▶ SUPPLIED RECORDS:
──────────────────────────────
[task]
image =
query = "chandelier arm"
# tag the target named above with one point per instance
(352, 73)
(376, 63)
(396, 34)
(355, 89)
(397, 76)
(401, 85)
──────────────────────────────
Convert every line of the items above into a JSON list of strings, one string per line, leaving out any blank lines.

[
  "[task]",
  "image =",
  "query = \"chandelier arm\"",
  "# tag the target named above with one point per instance",
  "(352, 73)",
  "(376, 63)",
  "(396, 34)",
  "(355, 89)",
  "(397, 76)",
  "(401, 85)"
]